═══ Provided text ═══
PHIL AUSTIN: Bob and Ray are the sweetest and slowest comedians of our time. (The only thing close to them I can think of is the wonderful team that dominated radio in L.A. in the sixties, Lohmann and Barkley.) You might be tempted to equate Bob and Ray's pacing with that of Laurel and Hardy, but Laurel and Hardy begrudge slowness, fight and rage against it like men trying to extricate themselves from evil molasses, whereas Bob and Ray master slow-ness, love it, seem to have sore basic understanding that the dogged pace of their humor is their humor. They are never rushed and you always feel completely at home with them, which is not the same thing as listening to Reiner and Brooks, brilliant as they can be. I love Bob and Ray probably as much as I love Spike Milligan and it seems to me that the comedians whom you love are not loved because they make you laugh so much as because they have formed a brotherhood with your sense of humor and since your sense of humor is your best self, they are somehow allied with the best of you and what more can you ask from friends? Bob and Ray are the friendliest of comedians and friendship is not a shallow thing. It's deep and so are they.
DAVID OSSMAN: These men, with their state-of-the-art precision timing and wise wiseacre comedy writing, really defined the art of media satire. They played a gentlemanly game of radio tennis with one another, and Firesign eventually started a rowdier doubles match in the next court.
PETER BERGMAN: Bob and Ray were probably the greatest surreal influence on my life as a comedian. Because I knew them almost exclusively through the radio, they can also take credit for influencing my style of radio humor. I don’t believe any one was in their league at the time and I also believe that the Firesign probably is the foremost standard bearer of the Bob and Ray tradition. I still remember being mesmerized and delighted by "Matt Neffer Boy Spot Welding King Of The World." All hail to Bob and Ray!
═══ Excerpted data ═══
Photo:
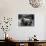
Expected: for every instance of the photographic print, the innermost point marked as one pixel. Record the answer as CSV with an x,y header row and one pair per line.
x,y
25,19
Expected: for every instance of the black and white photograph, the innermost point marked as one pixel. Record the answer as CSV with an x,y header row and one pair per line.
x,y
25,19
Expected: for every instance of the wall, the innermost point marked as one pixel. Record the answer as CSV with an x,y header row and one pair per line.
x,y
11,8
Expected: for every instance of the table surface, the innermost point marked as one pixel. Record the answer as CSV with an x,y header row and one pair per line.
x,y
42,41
═══
═══ Excerpted data ═══
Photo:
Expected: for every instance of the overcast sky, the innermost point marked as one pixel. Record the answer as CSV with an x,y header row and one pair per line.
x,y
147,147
═══
═══ Excerpted data ═══
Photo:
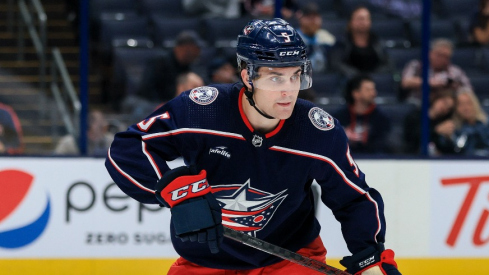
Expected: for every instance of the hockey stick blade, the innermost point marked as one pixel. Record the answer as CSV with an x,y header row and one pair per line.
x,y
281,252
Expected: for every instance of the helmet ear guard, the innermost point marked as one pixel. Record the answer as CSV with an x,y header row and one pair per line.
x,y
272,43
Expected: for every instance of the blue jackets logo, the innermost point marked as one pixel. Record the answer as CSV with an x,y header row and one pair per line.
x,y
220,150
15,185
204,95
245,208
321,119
═══
Transcribe the tributes to Bob and Ray above in full, word for word.

PHIL AUSTIN: Bob and Ray are the sweetest and slowest comedians of our time. (The only thing close to them I can think of is the wonderful team that dominated radio in L.A. in the sixties, Lohmann and Barkley.) You might be tempted to equate Bob and Ray's pacing with that of Laurel and Hardy, but Laurel and Hardy begrudge slowness, fight and rage against it like men trying to extricate themselves from evil molasses, whereas Bob and Ray master slow-ness, love it, seem to have sore basic understanding that the dogged pace of their humor is their humor. They are never rushed and you always feel completely at home with them, which is not the same thing as listening to Reiner and Brooks, brilliant as they can be. I love Bob and Ray probably as much as I love Spike Milligan and it seems to me that the comedians whom you love are not loved because they make you laugh so much as because they have formed a brotherhood with your sense of humor and since your sense of humor is your best self, they are somehow allied with the best of you and what more can you ask from friends? Bob and Ray are the friendliest of comedians and friendship is not a shallow thing. It's deep and so are they.
DAVID OSSMAN: These men, with their state-of-the-art precision timing and wise wiseacre comedy writing, really defined the art of media satire. They played a gentlemanly game of radio tennis with one another, and Firesign eventually started a rowdier doubles match in the next court.
PETER BERGMAN: Bob and Ray were probably the greatest surreal influence on my life as a comedian. Because I knew them almost exclusively through the radio, they can also take credit for influencing my style of radio humor. I don’t believe any one was in their league at the time and I also believe that the Firesign probably is the foremost standard bearer of the Bob and Ray tradition. I still remember being mesmerized and delighted by "Matt Neffer Boy Spot Welding King Of The World." All hail to Bob and Ray!